Önümüzdeki süreçte artacak proje taşımacılığı taleplerini karşılamak üzere, kamu ve özel sektörün bu taleplere yönelik orta ve uzun vadeli bir master plan izlemesi bekleniyor. Kamusal altyapı yatırımları her anlamda ‘Proje Lojistiği’ sektörümüz için önem taşıyor. Ayrıca sektörün oyuncularının da özel ihtiyaçlara çözüm üretebilecek teknik bilgi, finansman, ekipman ve benzeri alanlarda hazırlanmaları gerekiyor.
Ekipman yetersizliği ve tecrübeli eleman azlığı da ‘Proje Taşımacılığımız’ın üstüne gitmesi gereken sorunlardandır.
Proje taşımacılığının potansiyeli büyük
Proje taşımacılığı uluslararası karayolu taşımacılığı sektöründe çok önemli bir role sahip. 2012 yılında Karayolları Genel Müdürlüğü’nden alınan 60 bin adet özel izin belgesi kapsamında gerçekleştirilen proje taşımaları ülke ekonomisi için önemli bir dinamik yaratıyor. Uluslararası Nakliyeciler Derneği (UND) Başkanı Çetin Nuhoğlu, proje taşımacılığı gerçekleştirebilmenin Ulaştırma, Denizcilik ve Haberleşme Bakanlığı’ndan alınan yetki belgeleri ile mümkün olduğunu belirtiyor. Nuhoğlu, “Proje taşımacılığına konu olan yüklerin boyutlarının ülke mevzuatında belirlenen ölçüler dışında olması sebebiyle taşıma sırasında birçok noktaya dikkat edilmesi gerekiyor. Ülkemizdeki kurallara bakıldığında ise; özellikle AB ülkeleri ile yapılan kıyaslamada mevzuat ve uygulama anlamında birçok noktada eksiklikler göze çarpıyor. Uluslararası Nakliyeciler Derneği bünyesinde faaliyetlerine devam eden Özel Yük Çalışma Grubu’nun gerek ulusal gerek ise uluslararası alanda gerçekleştirilen çalışmalar ile birlikte sektördeki proje taşımacılığına ilişkin mevzuat eksikliklerinin Ulaştırma, Denizcilik ve Haberleşme Bakanlığı tarafından giderileceği ve uygulama anlamında AB ülkelerinde olduğu gibi basit fakat etkin yöntemler ile taşımaların hız kazanacağını düşünülmektedir” açıklamasını yapıyor. Proje taşımacılığında hizmet verilen sektörlerin başında inşaat ve enerji sektörleri geliyor. Özellikle yurtdışındaki hidroelektrik santrallerine, baraj, köprü, rüzgar enerji santrali inşaatlarına proje taşımaları yapılıyor. Nuhoğlu, sektörün mevzuatsal ya da uygulamada yaşadığı sıkıntıları ise şöyle anlatıyor: “AB ülkelerindeki mevzuat anlamında sağlanan kolaylıklara bakıldığında özel izin belgelerinin yıllık olarak tahsis edilmesi, taşımalardaki kolaylaştırıcı prosedürlerin fazlalığı yurtdışındaki proje taşımacılığının avantajları olarak sıralanabilir. Ülkemizde proje taşımalarına ilişkin ayrı bir mevzuatın bulunmaması sebebiyle uygulama anlamında karşılaşılan farklılıklar ve bunların yarattığı ek maliyet ve prosedürler de ülkemizin yurtdışına kıyasla dezavantajı olarak görülebilir.”

Yazılı alıştırma a
Proje taşımacılığı metninde "Önümüzdeki süreçte artacak" sözcükleriyle açılıp "alanlarda hazırlanmaları gerekiyor." ile kapanan bölümü hiçbir değişiklik yapmadan yazın.

İşlenecek veriler
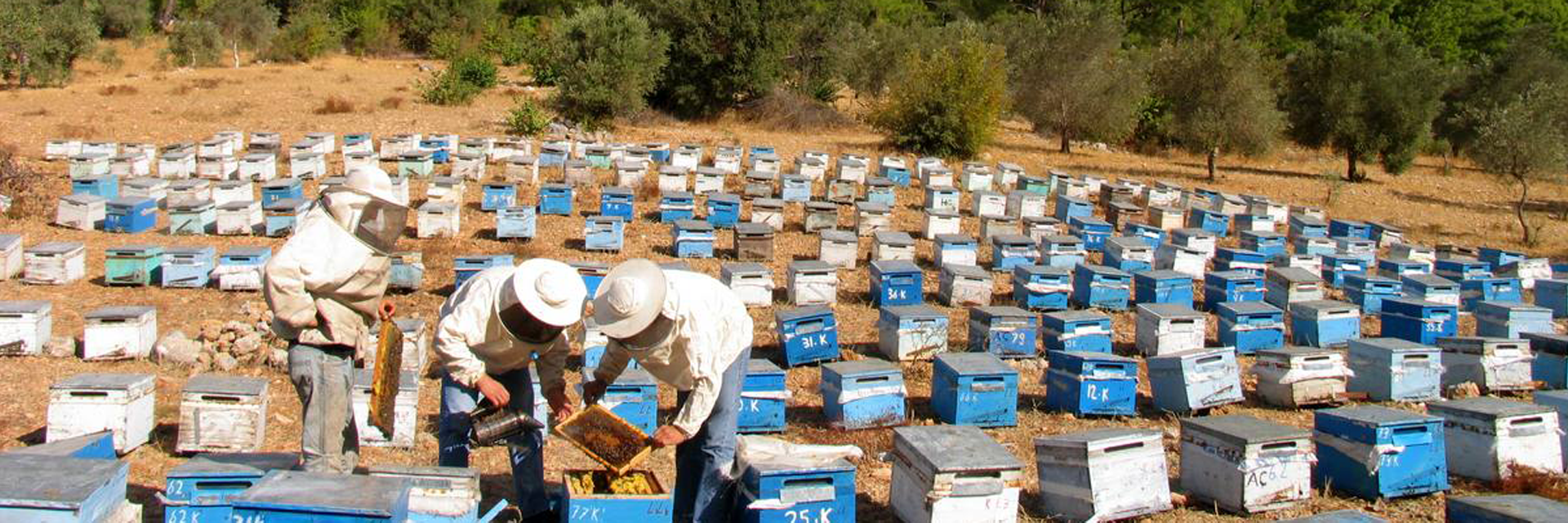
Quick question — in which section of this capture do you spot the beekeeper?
[262,167,408,474]
[583,259,753,523]
[436,257,588,520]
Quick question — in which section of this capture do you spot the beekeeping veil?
[322,167,408,254]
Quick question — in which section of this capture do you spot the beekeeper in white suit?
[436,257,588,521]
[262,167,408,474]
[583,259,753,523]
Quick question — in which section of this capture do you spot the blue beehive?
[1328,220,1372,240]
[104,198,158,234]
[163,453,300,521]
[0,453,130,523]
[229,470,409,523]
[1121,223,1165,248]
[496,206,539,240]
[599,369,658,435]
[1101,237,1154,273]
[1040,311,1111,353]
[707,193,740,224]
[1460,278,1524,311]
[70,176,119,199]
[539,184,572,217]
[931,352,1018,427]
[1052,193,1094,223]
[1345,273,1403,314]
[1132,269,1192,308]
[1241,231,1285,257]
[822,360,905,431]
[1072,264,1132,311]
[1147,347,1246,413]
[1045,351,1138,416]
[773,306,839,368]
[1203,270,1264,311]
[1347,337,1442,402]
[658,190,696,223]
[737,358,789,433]
[738,458,856,523]
[599,187,632,221]
[162,247,218,289]
[1432,256,1493,281]
[1215,302,1284,353]
[1187,208,1231,235]
[1214,247,1270,278]
[1312,405,1449,499]
[1290,300,1361,347]
[452,254,513,289]
[583,217,624,251]
[991,234,1040,271]
[480,182,518,211]
[1323,254,1370,289]
[1067,215,1115,253]
[1013,266,1072,311]
[104,245,163,288]
[1476,302,1556,337]
[262,177,304,208]
[969,306,1040,358]
[871,259,925,306]
[1040,235,1085,269]
[261,198,310,237]
[1379,298,1460,346]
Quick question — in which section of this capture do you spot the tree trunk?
[1209,148,1220,182]
[1513,177,1535,247]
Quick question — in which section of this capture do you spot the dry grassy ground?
[0,42,1568,521]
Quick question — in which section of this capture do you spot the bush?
[162,20,223,68]
[506,99,550,136]
[0,0,99,87]
[262,10,342,63]
[549,5,670,129]
[99,0,152,38]
[872,31,1007,157]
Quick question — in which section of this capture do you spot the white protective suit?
[436,267,572,391]
[262,187,392,356]
[595,270,753,435]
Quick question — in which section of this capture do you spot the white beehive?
[22,242,87,286]
[82,306,158,360]
[0,234,22,281]
[351,369,419,449]
[174,373,268,454]
[0,302,55,356]
[44,373,155,454]
[55,193,108,231]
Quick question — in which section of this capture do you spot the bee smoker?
[469,405,544,446]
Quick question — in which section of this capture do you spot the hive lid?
[182,373,266,396]
[229,472,408,518]
[892,426,1024,472]
[1181,414,1312,446]
[0,453,130,511]
[167,453,300,477]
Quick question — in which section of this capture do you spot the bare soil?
[0,41,1568,521]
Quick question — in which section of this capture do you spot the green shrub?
[549,5,670,129]
[162,20,223,68]
[872,31,1007,157]
[506,99,550,136]
[262,10,342,61]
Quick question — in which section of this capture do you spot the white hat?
[593,257,668,337]
[343,165,402,203]
[496,257,588,327]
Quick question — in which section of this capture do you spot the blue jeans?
[675,347,751,523]
[436,369,550,518]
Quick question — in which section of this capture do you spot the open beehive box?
[555,405,653,476]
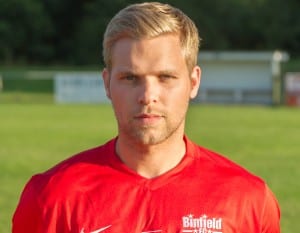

Yazılı alıştırma b
Listede "the blue jeans?" içeren satırla başlayan bölümü, bu satır da dahil olmak üzere listenin sonuna kadar aynen çıkarın. Resimleri cevaba almayın.

Çözüm a
Önümüzdeki süreçte artacak proje taşımacılığı taleplerini karşılamak üzere, kamu ve özel sektörün bu taleplere yönelik orta ve uzun vadeli bir master plan izlemesi bekleniyor. Kamusal altyapı yatırımları her anlamda ‘Proje Lojistiği’ sektörümüz için önem taşıyor. Ayrıca sektörün oyuncularının da özel ihtiyaçlara çözüm üretebilecek teknik bilgi, finansman, ekipman ve benzeri alanlarda hazırlanmaları gerekiyor.

Çözüm b
Quick question — in which section of this capture do you spot the blue jeans?
[675,347,751,523]
[436,369,550,518]
Quick question — in which section of this capture do you spot the open beehive box?
[555,405,653,476]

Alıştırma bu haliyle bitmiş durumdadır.